Directions: Run through the records and show each line that includes the string "white".

::: Provided records :::

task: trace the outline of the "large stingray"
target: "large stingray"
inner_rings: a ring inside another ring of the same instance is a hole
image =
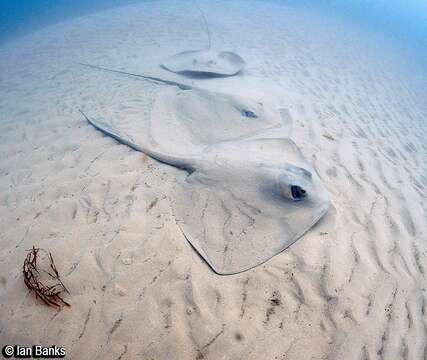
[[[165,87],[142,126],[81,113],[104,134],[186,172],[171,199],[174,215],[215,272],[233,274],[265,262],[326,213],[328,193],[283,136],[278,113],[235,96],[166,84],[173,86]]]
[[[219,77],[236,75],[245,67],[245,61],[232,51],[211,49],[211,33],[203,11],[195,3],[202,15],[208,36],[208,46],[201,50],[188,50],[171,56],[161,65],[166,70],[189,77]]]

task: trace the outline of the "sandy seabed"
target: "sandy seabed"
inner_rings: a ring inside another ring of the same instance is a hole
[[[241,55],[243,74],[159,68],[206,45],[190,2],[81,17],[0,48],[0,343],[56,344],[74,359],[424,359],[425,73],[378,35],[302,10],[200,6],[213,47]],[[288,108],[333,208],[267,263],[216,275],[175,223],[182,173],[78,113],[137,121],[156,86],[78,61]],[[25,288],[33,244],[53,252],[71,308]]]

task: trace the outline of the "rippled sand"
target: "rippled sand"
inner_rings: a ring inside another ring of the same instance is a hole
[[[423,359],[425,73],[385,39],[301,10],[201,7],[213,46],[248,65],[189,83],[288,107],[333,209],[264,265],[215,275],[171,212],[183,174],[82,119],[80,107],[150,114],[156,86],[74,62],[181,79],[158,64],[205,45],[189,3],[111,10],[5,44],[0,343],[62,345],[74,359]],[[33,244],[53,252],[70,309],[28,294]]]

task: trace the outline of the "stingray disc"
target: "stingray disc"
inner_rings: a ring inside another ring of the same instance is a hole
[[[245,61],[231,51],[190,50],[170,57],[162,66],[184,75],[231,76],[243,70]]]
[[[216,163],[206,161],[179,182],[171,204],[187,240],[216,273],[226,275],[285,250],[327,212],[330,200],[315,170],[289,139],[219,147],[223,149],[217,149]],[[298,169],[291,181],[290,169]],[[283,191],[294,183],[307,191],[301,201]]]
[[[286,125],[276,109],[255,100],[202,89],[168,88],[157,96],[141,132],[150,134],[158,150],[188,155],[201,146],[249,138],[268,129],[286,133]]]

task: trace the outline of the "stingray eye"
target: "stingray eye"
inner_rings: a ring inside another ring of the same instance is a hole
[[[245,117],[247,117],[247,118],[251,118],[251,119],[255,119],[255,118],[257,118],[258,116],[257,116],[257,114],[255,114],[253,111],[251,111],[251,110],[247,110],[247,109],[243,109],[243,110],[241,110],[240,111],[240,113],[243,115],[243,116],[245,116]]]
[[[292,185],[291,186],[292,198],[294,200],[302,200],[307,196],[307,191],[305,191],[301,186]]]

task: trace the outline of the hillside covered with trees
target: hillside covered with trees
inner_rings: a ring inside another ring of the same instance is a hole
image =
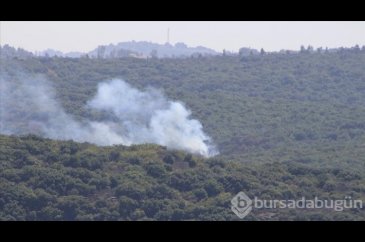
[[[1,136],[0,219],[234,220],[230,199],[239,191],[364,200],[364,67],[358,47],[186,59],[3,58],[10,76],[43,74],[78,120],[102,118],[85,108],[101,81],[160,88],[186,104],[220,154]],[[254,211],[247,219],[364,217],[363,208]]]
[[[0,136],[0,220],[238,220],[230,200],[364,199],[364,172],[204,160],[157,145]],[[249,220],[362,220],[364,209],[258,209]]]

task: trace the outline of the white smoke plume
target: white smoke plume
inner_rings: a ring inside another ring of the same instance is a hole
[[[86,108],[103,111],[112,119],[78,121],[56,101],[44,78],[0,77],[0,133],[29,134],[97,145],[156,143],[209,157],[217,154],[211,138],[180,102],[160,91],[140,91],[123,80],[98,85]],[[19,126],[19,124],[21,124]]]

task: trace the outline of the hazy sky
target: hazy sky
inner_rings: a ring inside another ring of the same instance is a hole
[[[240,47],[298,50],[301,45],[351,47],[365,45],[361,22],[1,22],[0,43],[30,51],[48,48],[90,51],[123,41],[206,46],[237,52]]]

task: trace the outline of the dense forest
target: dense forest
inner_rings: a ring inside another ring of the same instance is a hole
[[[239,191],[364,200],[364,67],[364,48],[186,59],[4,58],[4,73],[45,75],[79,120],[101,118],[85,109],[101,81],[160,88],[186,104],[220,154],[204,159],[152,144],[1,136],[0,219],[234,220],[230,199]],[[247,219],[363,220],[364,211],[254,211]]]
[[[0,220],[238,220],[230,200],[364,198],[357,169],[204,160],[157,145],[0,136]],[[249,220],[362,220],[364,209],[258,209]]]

:::

Answer for the task:
task: trace the outline of the white smoke plume
target: white smoke plume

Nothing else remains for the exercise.